── Source extract ──

I spent much of 2015–2017 in a near perpetual state of professional anxiety — that is when I wasn’t totally checked out mentally due to getting overwhelmed. Now this wasn’t all bad. I achieved a lot — especially initially — but in the long run I ended up in a bit of a mess.
My eventual diagnosis with type two diabetes seems pretty connected to the effect this period had on me physically as well as mentally but horrible as getting that news was it does seem to have been the wake up call I needed across the board. My weight loss and general lifestyle changes are the obvious manifestation of this (I have to be honest I loved bumping into so many friends at #oneteamgovglobal I hadn’t seen for a couple of years and seeing their shock at how I look now) but actually I think I also emerged from it all with a different, maybe healthier, approach to my work which might be having an even bigger effect on my well-being.
I’ve tended towards two (for me) unhealthy behaviours.

───

- _Required actions_:
[1] List the changes that the blog excerpt says came out of the writer's wake-up call.
[2] Using the blog excerpt, mark each statement yes or no and quote the words that decide it.
(a) The writer was diagnosed with type one diabetes.
(b) At #oneteamgovglobal the writer met friends not seen for a couple of years.
(c) The writer says little was achieved during 2015–2017.
[3] In the blog excerpt, what does the writer say the diabetes diagnosis seems to have been?

── Raw data ──

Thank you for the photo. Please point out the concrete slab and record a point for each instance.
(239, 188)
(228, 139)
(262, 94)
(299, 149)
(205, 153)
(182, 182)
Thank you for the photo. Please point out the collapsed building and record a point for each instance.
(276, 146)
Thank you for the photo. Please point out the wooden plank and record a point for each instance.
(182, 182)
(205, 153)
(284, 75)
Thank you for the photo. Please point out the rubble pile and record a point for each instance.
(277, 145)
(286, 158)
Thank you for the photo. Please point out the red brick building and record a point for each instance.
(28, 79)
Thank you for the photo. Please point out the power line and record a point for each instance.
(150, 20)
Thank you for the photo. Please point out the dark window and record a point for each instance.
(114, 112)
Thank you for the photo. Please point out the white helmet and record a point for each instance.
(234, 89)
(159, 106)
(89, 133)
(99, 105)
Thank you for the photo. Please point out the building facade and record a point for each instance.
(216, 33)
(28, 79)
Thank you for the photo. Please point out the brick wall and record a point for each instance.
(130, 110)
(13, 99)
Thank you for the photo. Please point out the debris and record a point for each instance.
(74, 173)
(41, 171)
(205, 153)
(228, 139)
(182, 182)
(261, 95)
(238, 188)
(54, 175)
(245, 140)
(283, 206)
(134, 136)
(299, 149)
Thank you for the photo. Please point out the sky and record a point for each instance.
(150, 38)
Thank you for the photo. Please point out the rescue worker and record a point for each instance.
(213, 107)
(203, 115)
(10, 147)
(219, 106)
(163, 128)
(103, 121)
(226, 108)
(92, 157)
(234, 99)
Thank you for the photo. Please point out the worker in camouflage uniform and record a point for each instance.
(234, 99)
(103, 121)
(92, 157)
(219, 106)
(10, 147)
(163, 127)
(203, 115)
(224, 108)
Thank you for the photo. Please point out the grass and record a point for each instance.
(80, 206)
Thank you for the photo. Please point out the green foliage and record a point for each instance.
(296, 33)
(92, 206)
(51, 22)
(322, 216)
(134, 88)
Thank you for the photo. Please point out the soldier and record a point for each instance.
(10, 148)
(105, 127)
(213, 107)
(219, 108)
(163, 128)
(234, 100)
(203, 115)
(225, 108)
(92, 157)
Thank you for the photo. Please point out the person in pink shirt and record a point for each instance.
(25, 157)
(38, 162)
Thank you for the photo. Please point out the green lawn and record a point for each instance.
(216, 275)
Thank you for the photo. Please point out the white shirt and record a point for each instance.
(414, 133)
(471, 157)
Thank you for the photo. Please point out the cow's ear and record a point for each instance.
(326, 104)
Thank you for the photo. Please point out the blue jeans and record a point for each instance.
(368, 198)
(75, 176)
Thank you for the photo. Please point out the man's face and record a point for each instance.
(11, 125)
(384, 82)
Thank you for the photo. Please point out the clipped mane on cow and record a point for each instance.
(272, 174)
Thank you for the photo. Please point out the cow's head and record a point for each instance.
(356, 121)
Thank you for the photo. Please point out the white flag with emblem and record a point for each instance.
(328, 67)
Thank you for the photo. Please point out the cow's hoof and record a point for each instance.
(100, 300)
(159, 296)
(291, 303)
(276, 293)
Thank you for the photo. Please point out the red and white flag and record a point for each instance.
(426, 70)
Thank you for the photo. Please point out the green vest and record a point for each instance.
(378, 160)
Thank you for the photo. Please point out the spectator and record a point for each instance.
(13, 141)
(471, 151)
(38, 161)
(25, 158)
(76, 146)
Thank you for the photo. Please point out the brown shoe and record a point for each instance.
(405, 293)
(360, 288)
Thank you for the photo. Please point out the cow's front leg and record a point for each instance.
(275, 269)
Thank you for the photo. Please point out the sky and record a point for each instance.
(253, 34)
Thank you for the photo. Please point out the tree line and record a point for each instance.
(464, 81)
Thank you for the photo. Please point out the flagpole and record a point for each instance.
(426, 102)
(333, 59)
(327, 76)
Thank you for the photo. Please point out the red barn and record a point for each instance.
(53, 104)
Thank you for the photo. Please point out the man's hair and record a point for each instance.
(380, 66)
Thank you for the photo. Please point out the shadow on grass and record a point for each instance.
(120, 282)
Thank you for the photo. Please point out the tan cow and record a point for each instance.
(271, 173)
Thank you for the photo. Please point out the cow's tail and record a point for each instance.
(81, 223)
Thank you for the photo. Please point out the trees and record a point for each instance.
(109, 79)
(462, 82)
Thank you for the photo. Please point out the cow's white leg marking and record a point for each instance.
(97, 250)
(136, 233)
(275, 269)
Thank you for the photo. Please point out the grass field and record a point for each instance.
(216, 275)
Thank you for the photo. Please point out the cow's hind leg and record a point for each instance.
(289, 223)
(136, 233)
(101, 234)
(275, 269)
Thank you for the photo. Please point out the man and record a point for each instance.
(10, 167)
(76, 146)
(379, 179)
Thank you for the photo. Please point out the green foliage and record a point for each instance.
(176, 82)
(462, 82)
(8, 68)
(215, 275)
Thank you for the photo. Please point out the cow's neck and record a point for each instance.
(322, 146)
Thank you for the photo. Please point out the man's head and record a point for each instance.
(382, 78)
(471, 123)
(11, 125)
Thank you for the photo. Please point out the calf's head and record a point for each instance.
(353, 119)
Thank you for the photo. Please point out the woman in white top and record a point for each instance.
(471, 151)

───

- _Results for the exercise_:
[1]
- Weight loss
- General lifestyle changes
- A different, maybe healthier, approach to work

[2]
(a) No: "My eventual diagnosis with type two diabetes"
(b) Yes: "I loved bumping into so many friends at #oneteamgovglobal I hadn’t seen for a couple of years"
(c) No: "I achieved a lot — especially initially"

[3] The wake-up call the writer needed across the board.